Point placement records
****************

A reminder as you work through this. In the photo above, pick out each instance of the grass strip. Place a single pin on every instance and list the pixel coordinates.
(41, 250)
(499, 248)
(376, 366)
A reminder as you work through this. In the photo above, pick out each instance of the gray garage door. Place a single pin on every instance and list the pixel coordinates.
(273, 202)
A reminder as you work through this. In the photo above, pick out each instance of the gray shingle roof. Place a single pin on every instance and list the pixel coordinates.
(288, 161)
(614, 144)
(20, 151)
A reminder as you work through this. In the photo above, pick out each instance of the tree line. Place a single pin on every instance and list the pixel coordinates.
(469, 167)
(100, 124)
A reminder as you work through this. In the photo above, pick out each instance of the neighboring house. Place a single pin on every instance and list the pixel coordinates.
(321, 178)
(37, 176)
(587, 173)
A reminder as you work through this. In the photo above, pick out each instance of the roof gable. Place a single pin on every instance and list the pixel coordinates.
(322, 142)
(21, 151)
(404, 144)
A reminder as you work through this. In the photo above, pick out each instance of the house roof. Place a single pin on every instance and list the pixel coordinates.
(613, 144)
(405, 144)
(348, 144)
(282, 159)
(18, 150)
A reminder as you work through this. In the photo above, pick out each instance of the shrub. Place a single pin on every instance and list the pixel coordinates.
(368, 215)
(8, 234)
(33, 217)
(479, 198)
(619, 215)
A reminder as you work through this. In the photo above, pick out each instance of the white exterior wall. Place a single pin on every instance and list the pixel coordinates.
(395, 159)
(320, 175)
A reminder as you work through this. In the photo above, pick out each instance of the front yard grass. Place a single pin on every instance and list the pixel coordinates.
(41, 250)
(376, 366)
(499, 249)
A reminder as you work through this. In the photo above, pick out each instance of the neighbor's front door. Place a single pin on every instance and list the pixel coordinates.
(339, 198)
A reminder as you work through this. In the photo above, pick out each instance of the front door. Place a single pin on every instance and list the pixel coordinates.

****************

- **EXERCISE GOAL**
Could you print all of the rows above again, unchanged and in the same order?

- **RESULT**
A reminder as you work through this. In the photo above, pick out each instance of the grass strip. Place a single pin on every instance and list the pixel coordinates.
(41, 250)
(499, 248)
(376, 366)
A reminder as you work through this. In the photo above, pick out each instance of the gray garage door. Place a single pin on every instance and list the pixel coordinates.
(273, 202)
A reminder as you work through this. In the photo above, pick out each instance of the gray shingle roof. Place a single pin on every instance and list the pixel coordinates.
(288, 161)
(614, 144)
(20, 151)
A reminder as you work through this. In the photo above, pick out each instance of the tree line. Place a single pin on every instance and list the pixel coordinates.
(469, 167)
(100, 124)
A reminder as you work through this. In the photo above, pick out each instance of the neighboring house. Place a single pin on every instance and list the pixel coordinates.
(321, 178)
(37, 176)
(587, 173)
A reminder as you work through this. In the photo above, pick out each instance of the roof gable. Place a single pin on every instance and list the pixel coordinates.
(322, 142)
(21, 151)
(404, 144)
A reminder as you work through this. In the photo above, pick out each instance of the house roof. Place a single pin on every instance and list the pixel coordinates.
(613, 144)
(405, 144)
(348, 144)
(282, 159)
(18, 150)
A reminder as you work through this. In the photo above, pick out each instance of the shrub. Place a single pin on every instance and list the pixel coordinates.
(368, 215)
(8, 234)
(33, 217)
(479, 198)
(619, 215)
A reminder as you work through this. In the photo above, pick out each instance of the white exterior wall. Place a single pin on every instance and list the pixel coordinates.
(395, 159)
(320, 175)
A reminder as you work through this. In the photo above, pick out each instance of the front yard grass. Place a single pin on every instance and list the pixel coordinates.
(41, 250)
(376, 366)
(499, 249)
A reminder as you work through this. In the photo above, pick out each instance of the neighbor's front door. Place a single pin on every instance and list the pixel coordinates.
(339, 198)
A reminder as you work through this. In the photo above, pick out each instance of the front door. Place a single pin on every instance and list the pixel coordinates.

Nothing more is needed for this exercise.